* [PROBLEM 1]
Count the lines in the listing that contain the string "Object", treating case as significant. Give only the number.

* [PAGE TEXT]
▽

So yeah. To be fair, they don't steal everything from Team Fortress 2. They also seem to have taken their AI from Daikatana.

Story: Every Dystopian Future Story Ever
So there was a bad thing that happened and all the people moved to a self-sustaining "safe" city to survive. Said city quickly became an overpopulated, fascist nightmare. There is now a rebel movement that wants to overthrow the city's leaders or at the very least find somewhere else to live.

No, no, I'm not talking about Aeon Flux. Nor am I talking about Praetoria City from the new City of Heroes expansion. I mean, at least those two added awesomely implausible technology and superheroes, respectively.

Honestly, I can't even complain. I mean, if they stole everything else about their game, why would the story be even remotely original?

KR Rating: NON-EXISTANT
Screw the people who made this. It's official. There is no such game as Brink. Sure there's a box with a disc in it with a game on it, but said "game" doesn't have a single original concept anywhere in it, and honestly it's not even like they were trying. Therefore, I'm officially saying there is no game called Brink, only a poorly half-assed mashing together of other peoples' ideas.

You know, critics have sort of a code that they're supposed to follow, where no matter what you say about the product you have to be nice to the people who made it, but in this case I'm saying fuck that. I want the world to know that these assholes are completely creatively bankrupt. I want the entire world to stay away from...wait. Bethesda? And also Splash Damage? What the Hell happened, you guys?!

△

Records
▽

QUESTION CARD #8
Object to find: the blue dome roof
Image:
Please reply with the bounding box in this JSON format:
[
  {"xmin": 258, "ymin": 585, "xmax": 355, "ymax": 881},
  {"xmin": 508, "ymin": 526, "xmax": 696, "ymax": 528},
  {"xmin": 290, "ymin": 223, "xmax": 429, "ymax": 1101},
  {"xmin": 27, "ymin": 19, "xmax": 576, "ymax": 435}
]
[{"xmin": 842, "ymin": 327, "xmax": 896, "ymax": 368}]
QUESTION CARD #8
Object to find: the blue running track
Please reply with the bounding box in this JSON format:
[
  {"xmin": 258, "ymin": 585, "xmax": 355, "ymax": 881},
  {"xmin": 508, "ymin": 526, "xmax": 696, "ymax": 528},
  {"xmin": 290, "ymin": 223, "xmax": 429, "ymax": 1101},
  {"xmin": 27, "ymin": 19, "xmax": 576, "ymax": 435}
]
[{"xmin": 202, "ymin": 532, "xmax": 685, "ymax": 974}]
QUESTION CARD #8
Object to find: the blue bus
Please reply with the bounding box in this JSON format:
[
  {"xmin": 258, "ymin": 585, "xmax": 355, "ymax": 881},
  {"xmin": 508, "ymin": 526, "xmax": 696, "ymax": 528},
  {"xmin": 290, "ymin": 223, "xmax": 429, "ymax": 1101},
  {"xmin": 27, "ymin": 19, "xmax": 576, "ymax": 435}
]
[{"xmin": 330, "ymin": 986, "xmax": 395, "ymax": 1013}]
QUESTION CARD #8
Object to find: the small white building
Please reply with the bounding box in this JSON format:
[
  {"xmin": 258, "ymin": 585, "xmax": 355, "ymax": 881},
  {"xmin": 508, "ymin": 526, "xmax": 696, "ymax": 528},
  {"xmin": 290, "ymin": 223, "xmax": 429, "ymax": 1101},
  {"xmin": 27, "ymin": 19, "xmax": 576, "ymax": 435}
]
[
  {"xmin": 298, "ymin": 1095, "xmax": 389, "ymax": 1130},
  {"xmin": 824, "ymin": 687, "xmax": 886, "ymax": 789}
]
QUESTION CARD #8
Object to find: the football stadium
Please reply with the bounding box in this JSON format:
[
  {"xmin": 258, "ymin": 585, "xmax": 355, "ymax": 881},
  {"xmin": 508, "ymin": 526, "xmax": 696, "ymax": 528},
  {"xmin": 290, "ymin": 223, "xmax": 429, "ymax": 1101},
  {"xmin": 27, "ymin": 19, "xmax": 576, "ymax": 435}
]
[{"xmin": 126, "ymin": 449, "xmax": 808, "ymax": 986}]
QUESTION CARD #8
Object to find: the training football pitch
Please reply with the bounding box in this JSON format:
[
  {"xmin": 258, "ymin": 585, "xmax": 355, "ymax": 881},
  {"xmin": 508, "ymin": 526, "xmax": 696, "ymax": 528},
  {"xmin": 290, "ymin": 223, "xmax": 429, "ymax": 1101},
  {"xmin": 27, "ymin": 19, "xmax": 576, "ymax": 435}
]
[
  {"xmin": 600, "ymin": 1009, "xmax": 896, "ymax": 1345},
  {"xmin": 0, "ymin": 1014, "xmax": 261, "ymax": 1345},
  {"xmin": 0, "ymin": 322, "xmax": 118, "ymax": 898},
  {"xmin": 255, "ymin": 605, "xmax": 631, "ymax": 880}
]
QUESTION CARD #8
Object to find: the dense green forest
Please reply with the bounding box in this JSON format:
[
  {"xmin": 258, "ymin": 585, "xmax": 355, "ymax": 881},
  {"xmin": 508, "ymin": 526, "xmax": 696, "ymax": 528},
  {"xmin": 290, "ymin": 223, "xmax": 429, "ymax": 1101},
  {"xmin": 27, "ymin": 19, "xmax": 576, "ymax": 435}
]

△

* [PROBLEM 2]
Which titles of games or other works does the game review name? List each once.

* [EXERCISE SOLUTION 1]
7

* [EXERCISE SOLUTION 2]
Team Fortress 2
Daikatana
Aeon Flux
City of Heroes
Brink